§ Passage to read
⟨

Thanksgiving Smells
For the Thanksgiving holiday, my daughter went to her grandparents’ house with her father. Just think of all those Thanksgiving smells ...
For the Thanksgiving holiday, my daughter went to her grandparents’ house with her father. The Kid asked her father to stop at Burger King and buy her some French fries. She was in “the mood” for them. At any rate, her father refused to stop, which made The Kid mad. I mean, I would be mad too if my father, whom I saw about once a month, wouldn’t stop for French fries, either.
Hello, French fries. Enough said.
The Kid left her laundry in my dryer, and I folded it.
This is not a story about laundry.
But I did make the mistake of putting this laundry in her bedroom.
For anyone who is the parent of a teenager, you know exactly what I am talking about. It’s called eau de toilette d'adolescent, which is made up of equal parts hormones, acne, and teenager attitude. And this odor bitch slapped me as soon as I walked in The Kid’s room.
There is nothing quite like this smell except for the smell of other teenagers. When all the children were in school, I used to drive them back and forth between their various activities. I had to do so with the windows down because we might have crashed into a telephone pole while I used my hands to cover my nostrils instead of the steering wheel. Also, I’m not sure how high school teachers can even go to work. They need some hazard pay.

⟩

§ Problems to work on
[A] In the passage about Thanksgiving smells, what did The Kid ask her father to stop and buy her?
[B] Transcribe everything from "The Kid left" down to "in her bedroom." in the passage about Thanksgiving smells.
The lines after this point are separate material, unrelated to the passage about Thanksgiving smells.

§ Records supplied
⟨

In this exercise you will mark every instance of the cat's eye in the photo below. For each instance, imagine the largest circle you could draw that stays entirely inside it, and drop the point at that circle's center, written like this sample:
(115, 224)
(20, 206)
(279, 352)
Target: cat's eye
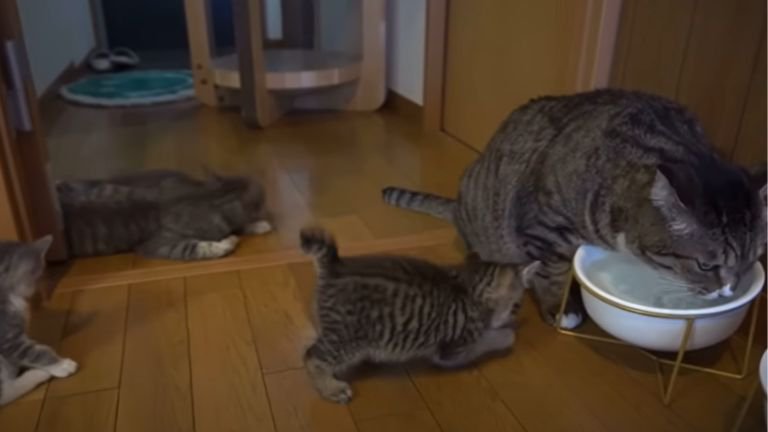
(703, 266)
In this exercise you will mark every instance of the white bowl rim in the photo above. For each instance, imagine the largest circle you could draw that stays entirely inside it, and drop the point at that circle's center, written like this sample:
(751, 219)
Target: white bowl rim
(593, 289)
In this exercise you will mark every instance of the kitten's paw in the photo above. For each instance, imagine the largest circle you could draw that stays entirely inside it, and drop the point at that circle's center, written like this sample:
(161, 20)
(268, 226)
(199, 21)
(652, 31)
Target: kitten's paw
(63, 368)
(336, 391)
(35, 376)
(259, 227)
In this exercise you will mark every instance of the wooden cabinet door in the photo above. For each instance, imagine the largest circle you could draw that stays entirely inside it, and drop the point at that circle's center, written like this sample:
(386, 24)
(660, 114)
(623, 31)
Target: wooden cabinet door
(501, 53)
(26, 193)
(707, 54)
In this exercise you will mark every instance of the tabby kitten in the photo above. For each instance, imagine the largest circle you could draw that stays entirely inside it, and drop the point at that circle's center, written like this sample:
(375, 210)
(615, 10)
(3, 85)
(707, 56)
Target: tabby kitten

⟩

§ Solutions
[A] She asked him to stop at Burger King and buy her some French fries.

[B]
The Kid left her laundry in my dryer, and I folded it.
This is not a story about laundry.
But I did make the mistake of putting this laundry in her bedroom.